On se souvient, dans Caché, du terrible dispositif filmique qui enfermait l’intrigue à travers le plan fixe sur une façade. Rappel de la fameuse cassette vidéo envoyée aux époux dans Lost Highway, ce regard mystérieux disait autant la surveillance que l’intrusion, et distillait une angoissante réflexion sur la place du cinéaste par rapport à son œuvre et les personnages qui s’y débattent.


Happy End fonctionne entièrement sur ce principe. De très longs plans séquence, dénués de mouvement, observent le plus souvent d’assez loin une scène dans laquelle on fera l’état des lieux d’un effondrement, plus ou moins explicite : un glissement de terrain sur un chantier, un homme qui se fait tabasser sans qu’on sache pourquoi, faute d’avoir pu entendre la conversation qui précédait, un karaoké malaisant, une femme dans son rituel du soir avant de se coucher.


La première séquence, filmée à travers un téléphone portable et accompagnée de messages textuels explicite un regard froid, voire haineux, qu’on attribuera par la suite à une jeune enfant, qui semble à plusieurs reprises le double faussement naïf du cinéaste misanthrope. Habile moyen pour lui d’universaliser et d’actualiser son propos, qui menace en effet d’une certaine redondance.
Prendre pour cible une famille de la haute bourgeoisie calaisienne et en sonder les recoins les plus honteux est en effet aussi facile que déjà vu, surtout lorsque c’est pour aboutir à un tel catalogue de déviances : infidélité, racisme, SM, dépressions suicidaires, addiction, comportement bipolaire, rien ne manque dans ce portrait d’une élite fin de race, reflet d’une société décadente, mais la tête haute et avec beaucoup d’argent.


C’est bien entendu du côté des comédiens et de la mise en scène qu’on ira chercher du sens à tout ce jeu de massacre. Comme toujours chez Haneke, les acteurs sont dirigés à la perfection, et même si Isabelle fait du Huppert, Kassovitz est touchant dans sa fragilité égoïste, Frank Rogowski incarne avec intensité la torture d’être au monde, et Fantine Harduin, âgée de 11 ans, est tout à fait étonnante et pertinente.

+++

## Consigne
Recopiez tout ce qui va de « On se souvient, dans » jusqu'à « qui s’y débattent. » dans la critique de Happy End, en substituant « fenêtre » à « façade ».

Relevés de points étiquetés

+++

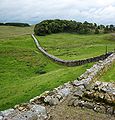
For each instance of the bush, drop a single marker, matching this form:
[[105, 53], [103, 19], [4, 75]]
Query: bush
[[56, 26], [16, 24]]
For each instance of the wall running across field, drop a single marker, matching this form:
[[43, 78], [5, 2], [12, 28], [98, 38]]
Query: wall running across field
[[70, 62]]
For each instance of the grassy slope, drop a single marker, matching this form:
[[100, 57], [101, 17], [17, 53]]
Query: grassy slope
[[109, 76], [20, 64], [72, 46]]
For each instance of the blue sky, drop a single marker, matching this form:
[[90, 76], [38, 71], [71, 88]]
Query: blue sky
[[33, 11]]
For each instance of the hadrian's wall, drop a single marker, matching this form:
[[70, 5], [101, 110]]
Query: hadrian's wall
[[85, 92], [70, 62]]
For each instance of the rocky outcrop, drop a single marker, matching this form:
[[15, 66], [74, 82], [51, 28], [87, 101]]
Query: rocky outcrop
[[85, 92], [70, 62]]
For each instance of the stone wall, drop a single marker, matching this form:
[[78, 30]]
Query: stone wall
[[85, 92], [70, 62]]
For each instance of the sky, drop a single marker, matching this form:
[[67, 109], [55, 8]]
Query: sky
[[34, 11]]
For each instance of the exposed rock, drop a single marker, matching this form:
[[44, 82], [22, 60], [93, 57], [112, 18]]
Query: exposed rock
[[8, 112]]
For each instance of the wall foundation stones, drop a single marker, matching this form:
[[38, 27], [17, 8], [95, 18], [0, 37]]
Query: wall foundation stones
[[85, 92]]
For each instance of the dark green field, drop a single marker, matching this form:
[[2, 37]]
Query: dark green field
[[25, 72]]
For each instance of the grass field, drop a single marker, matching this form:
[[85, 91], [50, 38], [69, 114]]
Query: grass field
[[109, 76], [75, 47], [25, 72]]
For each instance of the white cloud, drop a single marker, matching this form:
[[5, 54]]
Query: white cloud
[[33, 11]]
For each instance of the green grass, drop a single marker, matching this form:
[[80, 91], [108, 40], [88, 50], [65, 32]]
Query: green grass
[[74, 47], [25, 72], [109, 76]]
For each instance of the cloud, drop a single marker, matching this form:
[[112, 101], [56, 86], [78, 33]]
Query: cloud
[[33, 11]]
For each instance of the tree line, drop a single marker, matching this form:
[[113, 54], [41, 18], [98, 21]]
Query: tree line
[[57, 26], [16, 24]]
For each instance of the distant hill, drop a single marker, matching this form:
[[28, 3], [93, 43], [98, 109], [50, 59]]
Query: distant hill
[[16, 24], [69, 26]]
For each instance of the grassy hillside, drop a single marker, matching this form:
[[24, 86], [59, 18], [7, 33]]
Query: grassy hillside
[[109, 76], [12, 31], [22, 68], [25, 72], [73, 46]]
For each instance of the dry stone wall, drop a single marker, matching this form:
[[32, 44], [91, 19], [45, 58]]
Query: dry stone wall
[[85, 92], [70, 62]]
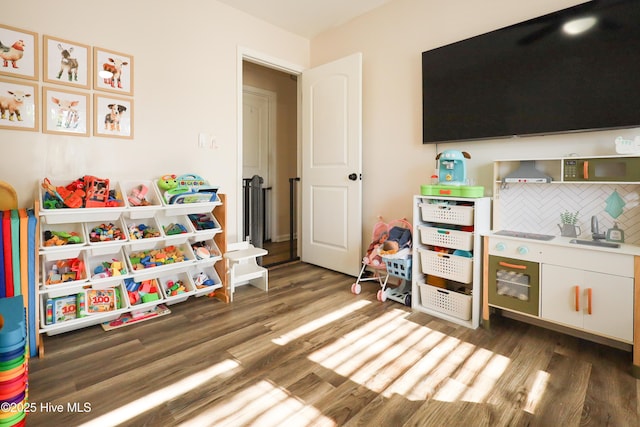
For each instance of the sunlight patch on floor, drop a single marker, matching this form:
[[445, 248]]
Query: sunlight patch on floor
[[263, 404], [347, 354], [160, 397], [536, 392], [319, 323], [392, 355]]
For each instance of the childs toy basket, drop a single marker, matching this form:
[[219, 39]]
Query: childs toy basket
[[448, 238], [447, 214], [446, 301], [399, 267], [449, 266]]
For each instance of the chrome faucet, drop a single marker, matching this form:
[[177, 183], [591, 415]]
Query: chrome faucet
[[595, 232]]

+++

## Réponse
On se souvient, dans Caché, du terrible dispositif filmique qui enfermait l’intrigue à travers le plan fixe sur une fenêtre. Rappel de la fameuse cassette vidéo envoyée aux époux dans Lost Highway, ce regard mystérieux disait autant la surveillance que l’intrusion, et distillait une angoissante réflexion sur la place du cinéaste par rapport à son œuvre et les personnages qui s’y débattent.